-------- Entries supplied

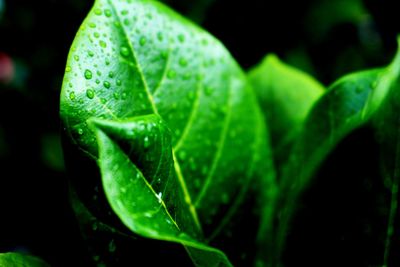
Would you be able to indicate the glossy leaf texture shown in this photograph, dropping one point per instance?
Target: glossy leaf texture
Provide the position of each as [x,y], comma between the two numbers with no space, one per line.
[20,260]
[169,117]
[285,95]
[353,101]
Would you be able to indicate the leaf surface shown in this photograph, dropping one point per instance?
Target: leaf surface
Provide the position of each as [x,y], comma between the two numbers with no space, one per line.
[170,118]
[285,95]
[353,101]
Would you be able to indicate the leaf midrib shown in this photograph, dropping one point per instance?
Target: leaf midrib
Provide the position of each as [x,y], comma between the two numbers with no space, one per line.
[181,179]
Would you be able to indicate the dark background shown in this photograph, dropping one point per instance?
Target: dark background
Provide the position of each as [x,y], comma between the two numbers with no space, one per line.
[326,38]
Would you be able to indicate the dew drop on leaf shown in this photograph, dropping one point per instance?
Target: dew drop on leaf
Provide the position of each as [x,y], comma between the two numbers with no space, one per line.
[181,38]
[160,36]
[126,22]
[107,12]
[90,93]
[164,54]
[107,84]
[72,96]
[192,164]
[225,198]
[208,90]
[142,41]
[146,142]
[124,51]
[88,74]
[103,44]
[183,62]
[182,155]
[171,74]
[159,197]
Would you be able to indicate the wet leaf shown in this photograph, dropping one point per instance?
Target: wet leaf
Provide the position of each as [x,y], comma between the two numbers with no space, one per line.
[169,117]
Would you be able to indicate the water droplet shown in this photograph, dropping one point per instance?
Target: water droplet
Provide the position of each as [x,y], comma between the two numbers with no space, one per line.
[208,90]
[197,183]
[124,51]
[164,54]
[149,16]
[182,155]
[359,89]
[159,195]
[107,84]
[97,11]
[142,41]
[187,76]
[72,96]
[192,164]
[88,74]
[181,38]
[103,44]
[183,62]
[90,93]
[171,74]
[107,12]
[146,142]
[111,246]
[191,95]
[204,170]
[160,36]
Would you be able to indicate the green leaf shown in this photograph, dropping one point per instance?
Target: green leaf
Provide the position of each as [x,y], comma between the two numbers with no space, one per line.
[14,259]
[285,95]
[353,101]
[170,118]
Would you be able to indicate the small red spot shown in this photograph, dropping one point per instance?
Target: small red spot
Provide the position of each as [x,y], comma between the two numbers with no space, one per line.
[6,68]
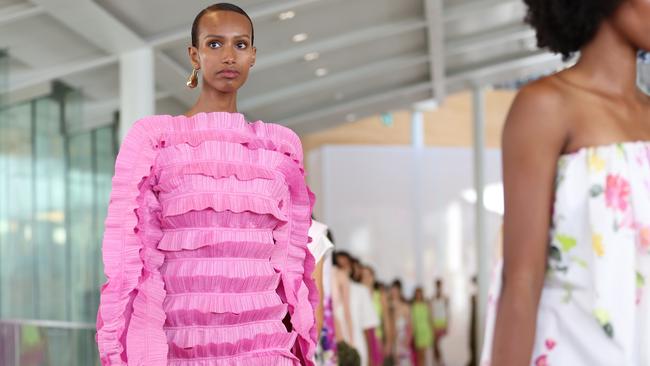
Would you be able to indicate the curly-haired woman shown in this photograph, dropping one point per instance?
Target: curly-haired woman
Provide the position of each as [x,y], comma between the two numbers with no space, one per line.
[576,159]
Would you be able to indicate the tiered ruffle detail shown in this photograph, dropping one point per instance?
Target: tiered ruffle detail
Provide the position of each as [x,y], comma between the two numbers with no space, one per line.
[205,247]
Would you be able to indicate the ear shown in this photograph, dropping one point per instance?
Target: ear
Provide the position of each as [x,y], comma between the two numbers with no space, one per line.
[193,54]
[254,56]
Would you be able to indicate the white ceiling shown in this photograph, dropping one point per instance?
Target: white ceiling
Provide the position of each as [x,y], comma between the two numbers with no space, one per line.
[380,54]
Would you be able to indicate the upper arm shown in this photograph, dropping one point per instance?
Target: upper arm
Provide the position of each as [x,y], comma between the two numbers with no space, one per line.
[533,138]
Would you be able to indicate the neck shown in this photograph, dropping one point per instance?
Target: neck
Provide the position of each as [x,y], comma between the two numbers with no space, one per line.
[212,100]
[608,63]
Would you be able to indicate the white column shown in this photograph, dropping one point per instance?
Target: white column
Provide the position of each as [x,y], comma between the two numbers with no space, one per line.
[417,142]
[483,258]
[137,87]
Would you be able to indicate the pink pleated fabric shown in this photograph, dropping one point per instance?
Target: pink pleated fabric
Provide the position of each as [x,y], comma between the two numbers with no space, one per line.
[205,246]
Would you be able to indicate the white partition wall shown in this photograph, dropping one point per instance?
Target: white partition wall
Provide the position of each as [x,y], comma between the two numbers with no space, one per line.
[368,196]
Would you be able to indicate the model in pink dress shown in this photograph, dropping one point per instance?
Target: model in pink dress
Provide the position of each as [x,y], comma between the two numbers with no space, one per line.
[205,247]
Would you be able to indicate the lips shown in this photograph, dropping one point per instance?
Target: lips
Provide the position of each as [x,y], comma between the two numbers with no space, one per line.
[229,74]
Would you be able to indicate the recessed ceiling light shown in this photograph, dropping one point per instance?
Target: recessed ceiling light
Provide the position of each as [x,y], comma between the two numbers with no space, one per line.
[311,56]
[287,15]
[300,37]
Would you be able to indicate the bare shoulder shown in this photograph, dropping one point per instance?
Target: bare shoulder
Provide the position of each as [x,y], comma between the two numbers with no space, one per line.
[539,113]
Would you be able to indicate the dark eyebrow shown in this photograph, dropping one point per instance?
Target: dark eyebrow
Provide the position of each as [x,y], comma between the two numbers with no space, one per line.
[218,36]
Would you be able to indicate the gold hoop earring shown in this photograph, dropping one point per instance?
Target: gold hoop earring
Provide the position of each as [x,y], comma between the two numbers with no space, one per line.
[193,79]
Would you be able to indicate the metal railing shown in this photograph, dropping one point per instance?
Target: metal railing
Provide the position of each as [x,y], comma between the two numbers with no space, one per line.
[47,343]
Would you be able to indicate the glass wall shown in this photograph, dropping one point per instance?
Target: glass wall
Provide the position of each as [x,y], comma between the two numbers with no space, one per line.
[54,188]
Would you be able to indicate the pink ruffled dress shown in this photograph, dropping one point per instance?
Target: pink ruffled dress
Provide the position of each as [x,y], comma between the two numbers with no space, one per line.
[205,246]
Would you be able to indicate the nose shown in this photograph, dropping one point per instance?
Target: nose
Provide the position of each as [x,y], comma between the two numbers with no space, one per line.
[228,56]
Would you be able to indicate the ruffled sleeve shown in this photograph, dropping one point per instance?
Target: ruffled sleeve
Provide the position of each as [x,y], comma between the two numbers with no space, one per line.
[297,263]
[132,296]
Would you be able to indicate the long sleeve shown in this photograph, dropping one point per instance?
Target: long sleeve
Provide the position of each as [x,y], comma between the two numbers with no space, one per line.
[129,254]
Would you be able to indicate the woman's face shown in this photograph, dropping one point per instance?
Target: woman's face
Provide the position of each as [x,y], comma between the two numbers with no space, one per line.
[224,51]
[367,276]
[632,19]
[419,295]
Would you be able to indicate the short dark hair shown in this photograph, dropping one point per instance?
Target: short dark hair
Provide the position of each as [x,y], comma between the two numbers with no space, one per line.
[566,26]
[219,7]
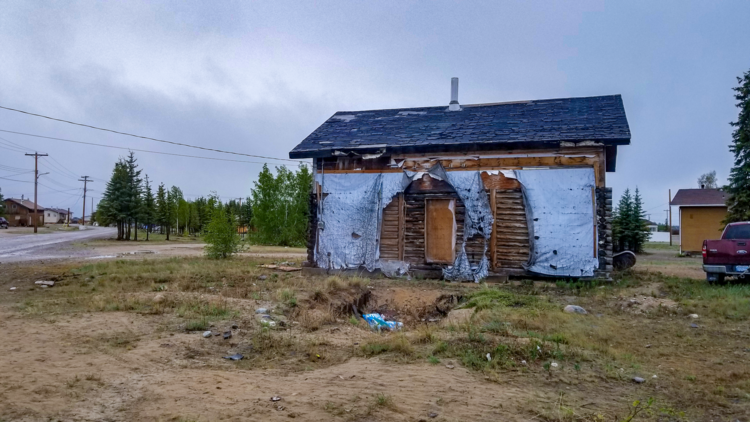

----------------

**The task**
From the listing above, print every entry precisely and drop the pictures.

**Your solution**
Would you be able to indicate the glossy leaf texture shown in this photograph, dropping one point per instance?
Target: glossy leaf texture
Provide the position of each as [x,y], comma between the two numbers with no space, one per line.
[20,260]
[169,117]
[285,95]
[353,101]
Would you be able to indicate the leaf surface shown in this photograph, dropping one point per instance?
Target: leaf surface
Provide the position of each as [x,y], comma between the two numbers with no space, one per line.
[170,118]
[285,95]
[353,101]
Would you be able to indicate the leaf midrib shown in this photograph, dropping one point per instance?
Target: leaf midrib
Provide the position of each as [x,y], comma between the two numbers with no space, one per line.
[181,179]
Would you be able to indicate the dark background shown in this photograph, dropping one point per instance?
Target: dark background
Provide the position of each as [x,y], comma between the two numbers with no space, one per line.
[326,38]
Would you be able to indicate the dew drop on leaf shown in this photograph, dropping one point per instance?
Target: dew drop on leaf
Provide the position of each as [x,y], comma between the two numbers with no space, one per line.
[181,38]
[160,36]
[126,22]
[107,12]
[90,93]
[164,54]
[107,84]
[72,96]
[192,164]
[225,198]
[208,90]
[142,41]
[146,142]
[124,51]
[88,74]
[103,44]
[183,62]
[182,155]
[171,74]
[159,197]
Would you be able to indicate the wet leaf shown in this photograph, dropping one point per instance?
Target: wet leaf
Provide the position of each as [x,y], comma between the two numbers with no space, one per line.
[169,117]
Would you be able to indicate the water droplet shown in this photograph, dropping one point per instance?
Target: water droplet
Provide the position of each as [x,y], comma between the two numbers with no space, one per line.
[208,90]
[197,183]
[124,51]
[164,54]
[149,16]
[182,155]
[359,89]
[159,195]
[107,84]
[97,11]
[142,41]
[187,76]
[72,96]
[192,164]
[88,74]
[181,38]
[103,44]
[183,62]
[90,93]
[171,74]
[107,12]
[146,142]
[111,246]
[191,95]
[204,170]
[160,36]
Would you be able to indicate the green leaf shown in this photograph, dropping one point per instance?
Target: green leaf
Provide the position of each as [x,y], comma between the two numbers with no space, one per line.
[14,259]
[285,95]
[353,101]
[170,118]
Would you be able to indicate the small red spot shown in this photograph, dropping one point per instance?
Target: small red spot
Provide the position of each as [x,y], comma between the two numbers with no space, one per line.
[6,68]
Would you be able to indicate the curly-haired woman shown in this photograph, dropping one point per instance?
Target: curly-haired woman
Provide the position of each as [x,y], comma between the two numbers with no space, one per line.
[576,159]
Would you be able to indicate the tiered ruffle detail shown in this photograph, dropping one point per instance?
Target: tiered ruffle detail
Provide the position of each as [x,y], comma between the two numbers with no space, one per line.
[205,247]
Would you be able to indicate the ear shown in this photograph, dropping one point per instance?
Target: ear
Provide the position of each as [x,y], comma between the two numbers with no space, one per line.
[193,54]
[254,56]
Would you be able to indicate the white ceiling shown in this photograph, dropping one point per instance?
Target: white ceiling
Provide the position of each as [x,y], comma between the two numbers with no space, one per line.
[380,54]
Would you be able to indicate the upper arm shown in this photograph, dropping one point per instance?
Target: upper arm
Provide the position of each as [x,y], comma between the two numbers with no space, one per line.
[533,138]
Would you be able to indicate the neck shown in this photograph, dropping one point per instance?
Target: neck
Provide the position of each as [x,y], comma between the two numbers with no space, one per line.
[212,100]
[608,63]
Would you be able to indicate the white column shown in this photograph, dropping one point per instance?
Target: white column
Provide the position of each as [x,y], comma between the two numbers with no space, one per line.
[417,142]
[483,258]
[137,87]
Would you be able to indicate the pink pleated fabric shown in this photograph, dropping one point per instance?
Target: pink pleated fabric
Provide the position of each as [x,y], comma between the two numbers with no space, one per line.
[205,246]
Would you be able to indicate the white partition wall shown in this photograph, dropping one point per instance?
Target: white partition wall
Provide the position of each as [x,y], comma between the two numbers with no space, one per line.
[368,196]
Would you be able to indicate the model in pink dress shown in this photograph, dropping one point per instance?
Target: model in pink dress
Provide the position of each as [x,y], comma between the two numbers with no space, one per line.
[205,247]
Would you be able to indicate the lips shown in this photograph, dropping one point per instance?
Target: lips
Provide the position of each as [x,y], comma between the two numbers with no space, one per line.
[229,74]
Would you be able to indicate the recessed ceiling light shown in this photograph, dropping one point per instance?
Target: recessed ceiling light
Provide the position of each as [x,y], comma between the two numbers with no space, one per line.
[311,56]
[287,15]
[300,37]
Would you be able to indicate the bare shoulder shown in this photograph, dropping one point per instance?
Target: bare shoulder
Provide the position of each as [x,y], comma between the two numbers with no space, one per line.
[539,113]
Would you be able to indicate the dark eyebrow shown in this photograph, dropping one point per instance?
Target: dark eyebrow
Provide the position of each as [x,y], comma between the two numbers with no space, one per line.
[218,36]
Would you be able to indicate the gold hoop earring shown in this photograph, dropping one point per instance?
Target: gold hoop earring
Provide the position of each as [x,y], comma between the two numbers with no space, one per line.
[193,79]
Would you be able to indicate the metal railing shown in this photograph, dropping one point per instance?
Target: metal railing
Provide the position of each as [x,y], comma between the two numbers with no space, one per line.
[47,343]
Would you be able to indicate the glass wall shown in this photograph, dropping one point per instance?
Target: glass wall
Provide the position of each as [x,y], comma between the two numbers with no space, one per line.
[54,188]
Would you be able to indicate the pink ruffled dress shown in this photograph, dropping one point per instance?
Target: pink ruffled dress
Provide the position of each as [x,y], comma between the two numbers with no space, one per line.
[205,246]
Would you be able to indicate the nose shown in this photograph, dropping one point per instance?
Target: nose
Provide the position of each as [x,y], comma between the two numbers with no space, one per line.
[228,56]
Would you be able to indicate the ruffled sleeve shown in this photograph, dropping one point per instance?
Target: ruffled sleeve
Provide the position of each as [x,y], comma between the two numbers with no space, one per line.
[297,263]
[132,296]
Would you be able to indicate the long sleeve shown in this photograph, dropping one point per instance?
Target: long sleeve
Provide the position of each as [x,y], comma between the two numbers with no space, one per line.
[129,254]
Would you be able to indicate the woman's face shown in this photograph, dropping one point per instance?
Target: woman's face
Provide the position of each as [x,y], comma between the two numbers with no space, one per line.
[224,51]
[367,276]
[632,19]
[419,295]
Would you be able to indicate the short dark hair shown in this photograph, dropping one point per instance?
Target: short dark hair
Provide the position of each as [x,y], comma between the two numbers with no space, one per line.
[566,26]
[219,7]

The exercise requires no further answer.